The task =
Repeat everything in the material exactly.

#####

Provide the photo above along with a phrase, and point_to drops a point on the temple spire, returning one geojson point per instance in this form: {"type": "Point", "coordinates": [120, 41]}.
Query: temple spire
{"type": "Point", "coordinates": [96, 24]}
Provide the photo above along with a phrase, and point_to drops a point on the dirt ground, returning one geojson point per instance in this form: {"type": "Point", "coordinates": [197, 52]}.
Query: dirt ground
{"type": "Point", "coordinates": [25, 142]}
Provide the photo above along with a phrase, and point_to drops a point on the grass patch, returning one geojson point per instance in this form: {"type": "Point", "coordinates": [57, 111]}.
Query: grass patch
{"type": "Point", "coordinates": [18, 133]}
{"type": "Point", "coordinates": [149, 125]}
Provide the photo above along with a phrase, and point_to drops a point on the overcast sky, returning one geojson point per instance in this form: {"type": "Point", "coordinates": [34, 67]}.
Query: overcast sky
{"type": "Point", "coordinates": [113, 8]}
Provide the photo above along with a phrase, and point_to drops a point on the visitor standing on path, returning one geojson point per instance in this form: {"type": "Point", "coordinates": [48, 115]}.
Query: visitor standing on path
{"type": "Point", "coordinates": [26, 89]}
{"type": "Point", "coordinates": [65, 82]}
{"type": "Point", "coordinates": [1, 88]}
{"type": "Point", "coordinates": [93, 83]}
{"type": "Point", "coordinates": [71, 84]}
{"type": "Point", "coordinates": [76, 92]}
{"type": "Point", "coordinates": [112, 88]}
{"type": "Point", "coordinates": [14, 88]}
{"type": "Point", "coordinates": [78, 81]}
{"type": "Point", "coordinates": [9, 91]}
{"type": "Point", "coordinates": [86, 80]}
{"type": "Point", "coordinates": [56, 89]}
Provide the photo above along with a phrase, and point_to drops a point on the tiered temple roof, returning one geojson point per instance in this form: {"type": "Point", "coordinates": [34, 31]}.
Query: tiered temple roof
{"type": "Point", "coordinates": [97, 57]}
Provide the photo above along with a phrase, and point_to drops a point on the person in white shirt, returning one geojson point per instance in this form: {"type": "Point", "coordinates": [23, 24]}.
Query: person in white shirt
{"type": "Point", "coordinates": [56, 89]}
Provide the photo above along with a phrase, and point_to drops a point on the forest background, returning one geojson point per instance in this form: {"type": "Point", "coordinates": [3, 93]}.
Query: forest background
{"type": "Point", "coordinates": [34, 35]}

#####

Answer to this task =
Provide the photo above along with a phrase, and point_to drops a point on the temple spire, returning one geojson point per instance in this form: {"type": "Point", "coordinates": [120, 41]}.
Query: temple spire
{"type": "Point", "coordinates": [96, 24]}
Provide the photo above along with a phrase, and point_to drops a point on the dirt ground, returning one geojson point per instance in this form: {"type": "Point", "coordinates": [197, 52]}.
Query: dirt ground
{"type": "Point", "coordinates": [25, 142]}
Provide the photo above along with a phrase, and point_to drops a point on the grass patch, returning one geojson point per instance in this form: {"type": "Point", "coordinates": [57, 111]}.
Query: grass patch
{"type": "Point", "coordinates": [18, 133]}
{"type": "Point", "coordinates": [149, 125]}
Provide the photo above along with a phrase, and point_to drops a point on the overcast sky, returning one geojson point per instance in this form: {"type": "Point", "coordinates": [34, 67]}.
Query: overcast sky
{"type": "Point", "coordinates": [113, 8]}
Provide the photo above along with a phrase, and point_to drops a point on the visitor standing on path, returning one geojson point per instance in this form: {"type": "Point", "coordinates": [48, 115]}.
Query: visitor standing on path
{"type": "Point", "coordinates": [26, 89]}
{"type": "Point", "coordinates": [65, 82]}
{"type": "Point", "coordinates": [1, 88]}
{"type": "Point", "coordinates": [93, 83]}
{"type": "Point", "coordinates": [71, 84]}
{"type": "Point", "coordinates": [76, 92]}
{"type": "Point", "coordinates": [112, 88]}
{"type": "Point", "coordinates": [14, 88]}
{"type": "Point", "coordinates": [78, 81]}
{"type": "Point", "coordinates": [9, 91]}
{"type": "Point", "coordinates": [86, 80]}
{"type": "Point", "coordinates": [56, 89]}
Provide the photo above along with a phrase, and point_to drops a point on the tiered temple roof, returning one geojson point per instance in this form: {"type": "Point", "coordinates": [34, 31]}.
Query: tiered temple roof
{"type": "Point", "coordinates": [97, 57]}
Provide the photo above along with a phrase, and point_to drops a point on the person in white shirt, returning one geojson point per instance in this form: {"type": "Point", "coordinates": [23, 24]}.
Query: person in white shirt
{"type": "Point", "coordinates": [56, 89]}
Provide the photo above along with a phrase, and point_to drops a point on the forest background, returning one geojson point per instance in this form: {"type": "Point", "coordinates": [3, 93]}.
Query: forest background
{"type": "Point", "coordinates": [34, 35]}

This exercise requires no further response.